== Text extract ==
[ckan-dev] publisher model

Seb Bacon seb.bacon at okfn.org
Wed Apr 27 09:41:36 UTC 2011


Hi Richard,

This is a very useful discussion :)

On 26 April 2011 21:41, Richard Cyganiak <richard at cyganiak.de> wrote:
> The workbench/workshop metaphor doesn't work for me at all.

As a side issue, to be clear, my intent with "Workbench" and
"Workshop" was that they are quite different things.  Re. Workshop, I
was trying to come up with a term for a user account, which can
represent both an organisation or an individual user (as per
Friedrich's idea).  Perhaps "Foundry" is better, so at least the words
actually *sound* different :)

The point about a Foundry is that we are making the role of a user
explicit.  At the moment, a user is a type of librarian.  In this
alternative vision, a user is someone who not only catalogs the data,
but usually *but not necessarily) also does stuff with it to make it
interesting or useful.

A Visitor, IMO, is a separate role we need to be clear about.  I think
they're pretty much always someone who has googled for something like
"fire incidents in the UK" and wants to know the number of fire
incidents in their area in the past year; or someone who is checking
the source of a journalist's report about local council budgeting.

> The first-class items on CKAN should be, broadly speaking, some sort of
> collections of data. A workbench/workshop, on the other hand, is a
> tool for manipulating these first-class items.

No, I see it as primarily a collection of data, with some
supplementary tools for making it useful / meaningful.  Perhaps the
metaphor is flawed and we should just call it something neutral like a
Dataset, but I'm worried that this term is overloaded.  We need a more
precise definition of what our collections are *for*.  Right now,
Packages are things (i.e. "resources") that the uploader considers
related, for *any* value of "related"; but that relationship is then
more-or-less set, for better or worse, in that Package, because a
resource can only ever be in one Package.

> It is something where I take my dataset, do some stuff with it,
> and bring it back in some modified form (at which point it may still
> be the same or a new artifact -- that's a separate question). If I
> were a new visitor of ckan.net and heard that it's about
> workshops/workbenches for data, I'd totally get the wrong idea.
> It's kind of confusing the tools and their inputs/outputs, IMHO.

As per the other thread today, casual users *already* find CKAN
confusing.  They don't understand what it's for.  Even people somewhat
connected with the Open Data scene get confused.  Re-imagining what
CKAN is f(I think) part of the solution for actually clarifying its
purpose.

There are three roles that I think currently understand (to varying
degrees) ckan.net, what we could call the Researcher, the Author, and
the Data Wrangler.  The Researcher is typically an academic; the
Author is typically a representative of an organisation that wants to
"do open data"; the Wranglers is typically a hacktivist.

Items from a data source:
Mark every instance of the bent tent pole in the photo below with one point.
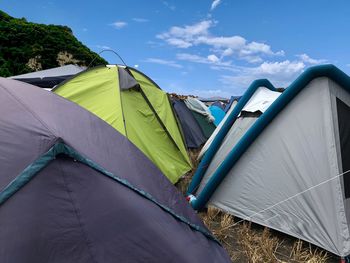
(208, 156)
(277, 106)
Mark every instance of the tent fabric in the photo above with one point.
(261, 100)
(216, 131)
(49, 78)
(217, 113)
(140, 112)
(199, 107)
(233, 100)
(285, 170)
(193, 134)
(218, 104)
(125, 80)
(54, 217)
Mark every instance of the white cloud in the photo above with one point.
(169, 63)
(211, 59)
(140, 20)
(305, 58)
(103, 47)
(170, 6)
(179, 43)
(215, 4)
(119, 24)
(224, 46)
(187, 32)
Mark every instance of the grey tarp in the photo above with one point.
(288, 178)
(114, 207)
(49, 78)
(192, 132)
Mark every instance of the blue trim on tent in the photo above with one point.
(329, 71)
(60, 148)
(214, 146)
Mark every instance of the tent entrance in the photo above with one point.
(343, 111)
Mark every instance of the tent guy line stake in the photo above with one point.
(287, 199)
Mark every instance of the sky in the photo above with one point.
(205, 47)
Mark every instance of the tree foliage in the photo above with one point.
(26, 47)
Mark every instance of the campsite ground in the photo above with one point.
(251, 243)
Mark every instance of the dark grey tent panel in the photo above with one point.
(50, 77)
(101, 200)
(193, 134)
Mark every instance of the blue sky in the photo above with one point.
(206, 47)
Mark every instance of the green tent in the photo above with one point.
(136, 107)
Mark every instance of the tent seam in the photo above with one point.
(61, 148)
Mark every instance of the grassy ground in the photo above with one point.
(251, 243)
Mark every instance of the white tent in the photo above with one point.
(290, 170)
(258, 103)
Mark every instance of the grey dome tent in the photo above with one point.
(191, 130)
(49, 78)
(73, 189)
(257, 104)
(291, 170)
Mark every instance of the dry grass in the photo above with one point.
(247, 242)
(301, 253)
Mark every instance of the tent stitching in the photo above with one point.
(77, 213)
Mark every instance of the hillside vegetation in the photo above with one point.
(27, 47)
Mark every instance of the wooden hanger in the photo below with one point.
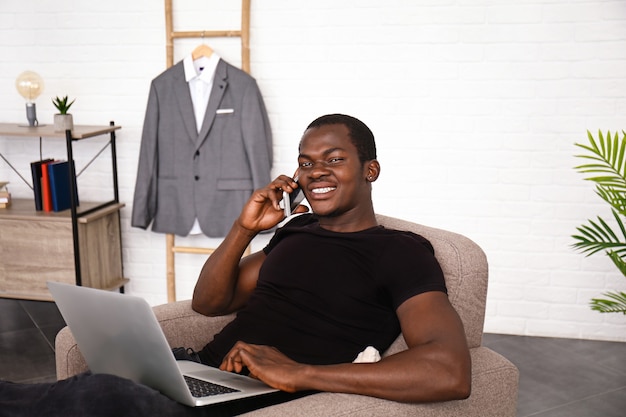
(202, 51)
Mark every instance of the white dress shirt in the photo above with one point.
(200, 74)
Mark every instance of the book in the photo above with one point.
(5, 196)
(46, 198)
(35, 169)
(59, 180)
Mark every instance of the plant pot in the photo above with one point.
(63, 122)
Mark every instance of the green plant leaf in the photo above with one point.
(605, 165)
(614, 303)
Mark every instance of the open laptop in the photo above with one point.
(119, 334)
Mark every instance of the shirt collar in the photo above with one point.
(209, 64)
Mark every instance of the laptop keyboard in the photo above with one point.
(200, 388)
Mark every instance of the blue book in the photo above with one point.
(59, 175)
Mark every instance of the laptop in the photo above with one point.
(119, 334)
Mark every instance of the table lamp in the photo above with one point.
(30, 85)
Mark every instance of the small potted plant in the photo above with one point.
(63, 120)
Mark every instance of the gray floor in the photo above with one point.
(558, 377)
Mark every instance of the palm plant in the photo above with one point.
(606, 167)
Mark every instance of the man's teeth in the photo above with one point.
(322, 190)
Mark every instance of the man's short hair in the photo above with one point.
(361, 135)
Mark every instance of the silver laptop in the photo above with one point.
(119, 334)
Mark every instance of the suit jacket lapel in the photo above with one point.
(185, 105)
(220, 82)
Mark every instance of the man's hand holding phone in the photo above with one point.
(293, 199)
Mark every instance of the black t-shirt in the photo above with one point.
(322, 296)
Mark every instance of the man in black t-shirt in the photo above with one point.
(328, 285)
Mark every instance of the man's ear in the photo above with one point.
(372, 170)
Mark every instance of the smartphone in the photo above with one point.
(292, 200)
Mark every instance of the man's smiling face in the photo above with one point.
(332, 176)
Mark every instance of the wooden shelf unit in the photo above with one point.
(81, 245)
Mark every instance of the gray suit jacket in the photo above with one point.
(210, 175)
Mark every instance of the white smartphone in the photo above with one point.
(292, 200)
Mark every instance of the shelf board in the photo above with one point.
(24, 209)
(79, 131)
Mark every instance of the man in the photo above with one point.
(336, 167)
(328, 285)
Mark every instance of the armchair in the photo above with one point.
(494, 378)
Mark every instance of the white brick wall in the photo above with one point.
(475, 105)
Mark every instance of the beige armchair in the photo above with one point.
(494, 378)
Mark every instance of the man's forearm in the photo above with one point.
(398, 378)
(216, 287)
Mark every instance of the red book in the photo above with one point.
(46, 196)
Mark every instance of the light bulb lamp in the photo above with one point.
(30, 85)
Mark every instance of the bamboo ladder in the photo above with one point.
(244, 34)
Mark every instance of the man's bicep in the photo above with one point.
(430, 318)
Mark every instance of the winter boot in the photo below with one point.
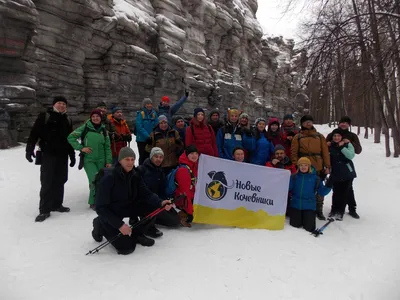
(144, 240)
(96, 232)
(320, 205)
(41, 217)
(184, 219)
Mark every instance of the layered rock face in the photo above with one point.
(120, 51)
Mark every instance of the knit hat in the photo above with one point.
(345, 119)
(191, 149)
(146, 101)
(115, 109)
(304, 160)
(126, 152)
(60, 99)
(306, 118)
(279, 147)
(258, 120)
(165, 99)
(288, 117)
(155, 151)
(96, 112)
(197, 110)
(162, 118)
(244, 115)
(101, 104)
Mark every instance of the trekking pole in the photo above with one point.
(134, 226)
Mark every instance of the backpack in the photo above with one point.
(100, 174)
(171, 184)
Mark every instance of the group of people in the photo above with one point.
(170, 145)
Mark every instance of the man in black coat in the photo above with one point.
(348, 137)
(122, 193)
(51, 129)
(155, 179)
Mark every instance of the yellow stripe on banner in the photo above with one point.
(240, 217)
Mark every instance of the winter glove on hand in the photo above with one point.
(73, 161)
(29, 156)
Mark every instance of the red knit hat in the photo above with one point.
(165, 99)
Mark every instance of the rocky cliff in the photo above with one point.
(120, 51)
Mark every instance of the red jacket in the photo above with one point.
(122, 133)
(203, 138)
(186, 181)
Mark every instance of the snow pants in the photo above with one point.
(342, 192)
(53, 176)
(91, 169)
(302, 218)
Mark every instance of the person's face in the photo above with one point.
(280, 155)
(238, 155)
(60, 106)
(307, 124)
(215, 117)
(288, 122)
(261, 126)
(157, 159)
(194, 156)
(96, 119)
(233, 117)
(180, 124)
(337, 138)
(127, 163)
(118, 114)
(274, 127)
(304, 168)
(344, 126)
(200, 117)
(163, 125)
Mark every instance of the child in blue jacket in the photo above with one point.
(304, 185)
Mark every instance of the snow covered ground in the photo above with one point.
(355, 259)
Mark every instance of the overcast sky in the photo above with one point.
(273, 20)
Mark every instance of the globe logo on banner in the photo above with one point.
(217, 188)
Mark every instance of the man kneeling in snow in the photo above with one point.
(122, 193)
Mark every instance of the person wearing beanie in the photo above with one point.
(348, 138)
(186, 177)
(169, 111)
(312, 144)
(146, 120)
(288, 131)
(214, 120)
(200, 134)
(304, 185)
(122, 134)
(122, 193)
(50, 130)
(264, 149)
(94, 147)
(168, 139)
(179, 124)
(232, 135)
(342, 174)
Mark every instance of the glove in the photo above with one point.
(29, 156)
(73, 161)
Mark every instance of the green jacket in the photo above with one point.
(95, 139)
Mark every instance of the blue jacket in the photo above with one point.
(303, 187)
(169, 111)
(145, 122)
(118, 196)
(229, 137)
(263, 152)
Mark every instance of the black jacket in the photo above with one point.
(51, 133)
(119, 194)
(154, 177)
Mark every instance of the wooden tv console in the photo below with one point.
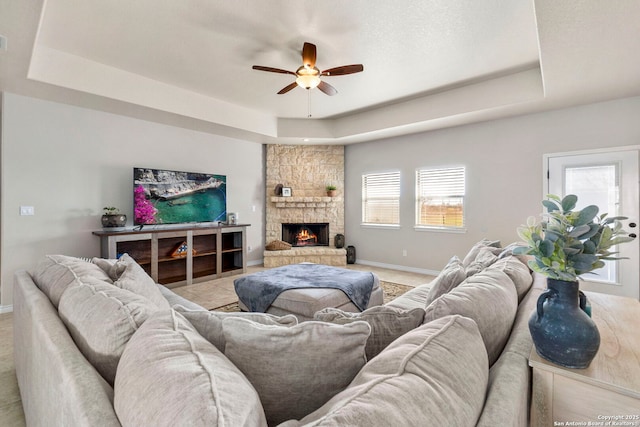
(211, 251)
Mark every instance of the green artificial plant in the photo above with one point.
(568, 243)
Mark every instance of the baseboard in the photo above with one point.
(399, 267)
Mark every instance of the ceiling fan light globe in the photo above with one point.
(308, 81)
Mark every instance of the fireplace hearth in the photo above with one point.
(306, 234)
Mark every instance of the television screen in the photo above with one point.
(172, 197)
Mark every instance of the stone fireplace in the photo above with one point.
(305, 234)
(306, 170)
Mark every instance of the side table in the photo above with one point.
(607, 393)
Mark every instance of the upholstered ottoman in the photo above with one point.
(304, 302)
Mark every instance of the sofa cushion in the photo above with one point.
(101, 318)
(451, 276)
(169, 375)
(519, 274)
(387, 324)
(486, 256)
(108, 266)
(296, 369)
(413, 298)
(493, 245)
(435, 375)
(130, 276)
(55, 273)
(507, 403)
(490, 299)
(508, 251)
(209, 323)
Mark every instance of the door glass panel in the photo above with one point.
(596, 185)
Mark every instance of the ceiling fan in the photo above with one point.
(308, 75)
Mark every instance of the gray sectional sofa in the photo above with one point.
(97, 343)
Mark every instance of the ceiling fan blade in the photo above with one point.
(341, 71)
(287, 88)
(309, 55)
(327, 88)
(272, 70)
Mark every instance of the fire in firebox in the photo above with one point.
(306, 237)
(306, 234)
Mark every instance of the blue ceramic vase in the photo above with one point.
(562, 331)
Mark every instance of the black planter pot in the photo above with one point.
(562, 331)
(116, 220)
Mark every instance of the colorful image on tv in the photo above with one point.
(172, 197)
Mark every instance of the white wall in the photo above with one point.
(69, 162)
(503, 161)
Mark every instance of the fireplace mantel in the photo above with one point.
(307, 201)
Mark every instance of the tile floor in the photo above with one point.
(211, 294)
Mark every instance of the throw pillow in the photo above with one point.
(475, 250)
(55, 273)
(295, 370)
(387, 324)
(519, 274)
(435, 375)
(490, 299)
(101, 319)
(169, 375)
(209, 323)
(451, 276)
(133, 278)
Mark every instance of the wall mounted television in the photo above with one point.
(173, 197)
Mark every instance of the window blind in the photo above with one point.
(440, 197)
(381, 198)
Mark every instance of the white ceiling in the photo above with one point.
(427, 63)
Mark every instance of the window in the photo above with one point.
(381, 198)
(440, 197)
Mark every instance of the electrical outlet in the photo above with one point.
(27, 210)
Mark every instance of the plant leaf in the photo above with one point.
(546, 247)
(579, 231)
(587, 215)
(569, 202)
(550, 205)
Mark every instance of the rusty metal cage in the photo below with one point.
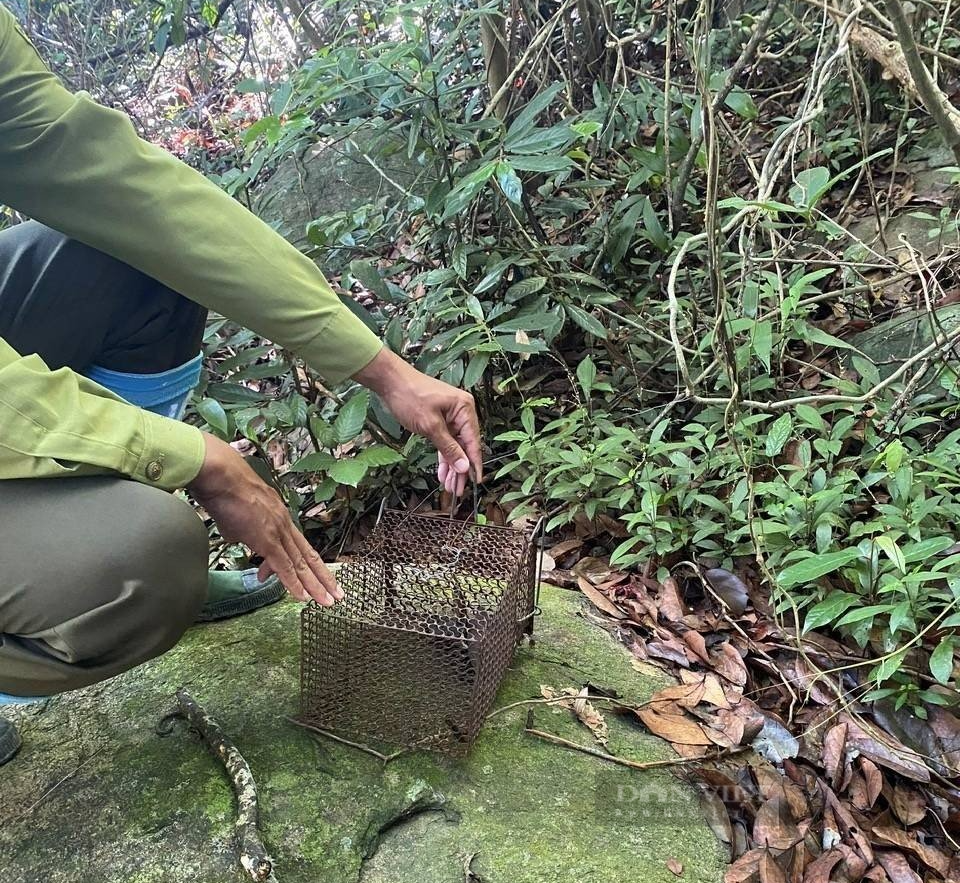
(415, 652)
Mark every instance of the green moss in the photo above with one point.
(531, 812)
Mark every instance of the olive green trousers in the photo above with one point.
(97, 575)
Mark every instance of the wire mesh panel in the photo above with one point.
(415, 652)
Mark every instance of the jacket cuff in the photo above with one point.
(172, 453)
(342, 348)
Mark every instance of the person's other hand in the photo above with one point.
(439, 412)
(249, 511)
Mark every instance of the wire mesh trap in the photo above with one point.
(415, 652)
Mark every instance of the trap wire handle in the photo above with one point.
(536, 545)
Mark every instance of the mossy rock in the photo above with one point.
(97, 795)
(329, 178)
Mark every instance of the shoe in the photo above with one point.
(233, 593)
(9, 741)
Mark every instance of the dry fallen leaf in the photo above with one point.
(675, 727)
(834, 744)
(770, 871)
(931, 857)
(728, 663)
(712, 691)
(818, 871)
(671, 605)
(907, 804)
(599, 600)
(774, 827)
(685, 695)
(578, 703)
(896, 866)
(746, 868)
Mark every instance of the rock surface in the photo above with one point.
(328, 179)
(96, 796)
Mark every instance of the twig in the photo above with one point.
(561, 699)
(253, 855)
(383, 758)
(541, 37)
(633, 764)
(935, 102)
(745, 59)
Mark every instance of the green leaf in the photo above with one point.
(888, 667)
(379, 455)
(810, 569)
(587, 322)
(212, 411)
(540, 163)
(829, 609)
(941, 660)
(624, 232)
(478, 364)
(549, 140)
(325, 490)
(525, 287)
(811, 185)
(361, 312)
(349, 472)
(509, 183)
(474, 307)
(741, 103)
(316, 462)
(778, 434)
(863, 613)
(653, 227)
(234, 393)
(762, 342)
(892, 551)
(527, 118)
(351, 417)
(587, 375)
(893, 455)
(465, 192)
(369, 277)
(812, 334)
(459, 260)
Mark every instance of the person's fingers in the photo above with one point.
(448, 448)
(460, 483)
(317, 567)
(303, 571)
(466, 428)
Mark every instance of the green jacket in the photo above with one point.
(80, 168)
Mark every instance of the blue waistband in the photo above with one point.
(149, 389)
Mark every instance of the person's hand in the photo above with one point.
(249, 511)
(431, 408)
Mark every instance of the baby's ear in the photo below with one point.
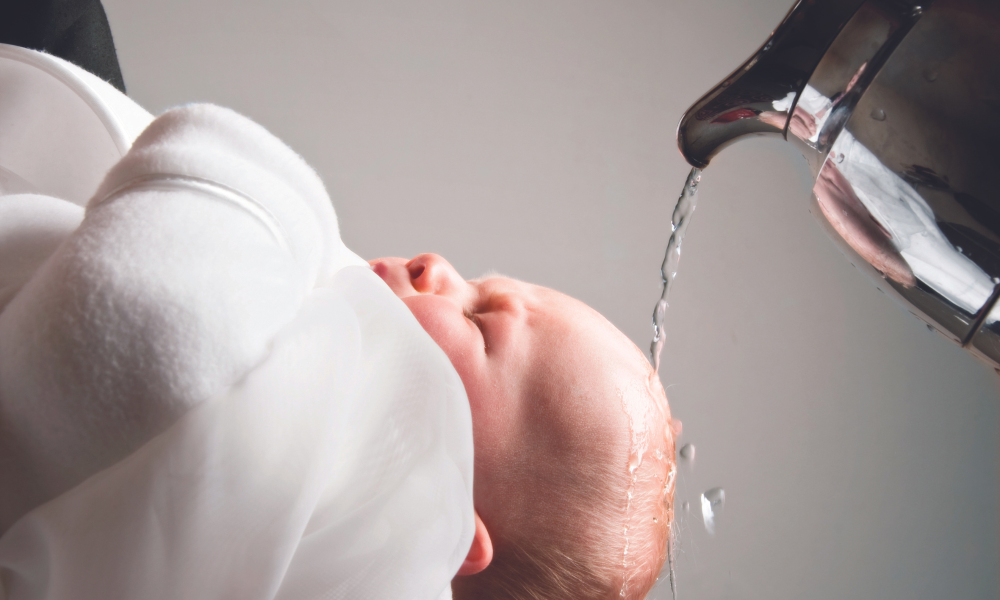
(480, 554)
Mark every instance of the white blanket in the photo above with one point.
(204, 394)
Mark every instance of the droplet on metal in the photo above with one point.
(712, 503)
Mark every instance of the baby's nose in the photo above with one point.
(432, 274)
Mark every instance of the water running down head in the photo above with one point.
(562, 404)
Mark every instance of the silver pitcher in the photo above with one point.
(896, 106)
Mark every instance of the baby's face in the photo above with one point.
(549, 379)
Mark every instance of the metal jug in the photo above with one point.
(896, 106)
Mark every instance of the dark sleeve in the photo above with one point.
(74, 30)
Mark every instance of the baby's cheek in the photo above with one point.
(443, 320)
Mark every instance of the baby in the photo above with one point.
(573, 441)
(128, 332)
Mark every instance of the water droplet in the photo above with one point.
(687, 452)
(712, 503)
(671, 258)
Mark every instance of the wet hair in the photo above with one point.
(579, 551)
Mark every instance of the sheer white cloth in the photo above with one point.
(333, 461)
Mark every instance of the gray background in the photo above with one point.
(858, 450)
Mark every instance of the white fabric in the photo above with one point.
(204, 394)
(905, 214)
(79, 123)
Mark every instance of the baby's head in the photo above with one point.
(574, 451)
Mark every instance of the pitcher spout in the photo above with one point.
(759, 97)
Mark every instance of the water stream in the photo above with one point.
(668, 270)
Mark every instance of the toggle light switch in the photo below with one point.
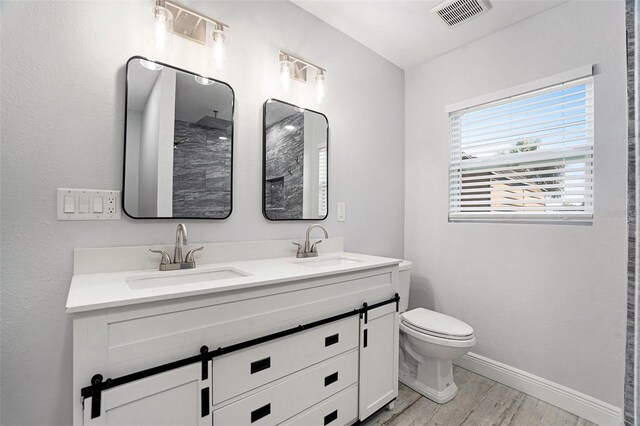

== What is needed ==
Write out the passage of the publisher model post word for word, beginning at the words "No, I see it" and stopping after "in one Package.". None of the rows are required here.

== Task response ==
No, I see it as primarily a collection of data, with some
supplementary tools for making it useful / meaningful.  Perhaps the
metaphor is flawed and we should just call it something neutral like a
Dataset, but I'm worried that this term is overloaded.  We need a more
precise definition of what our collections are *for*.  Right now,
Packages are things (i.e. "resources") that the uploader considers
related, for *any* value of "related"; but that relationship is then
more-or-less set, for better or worse, in that Package, because a
resource can only ever be in one Package.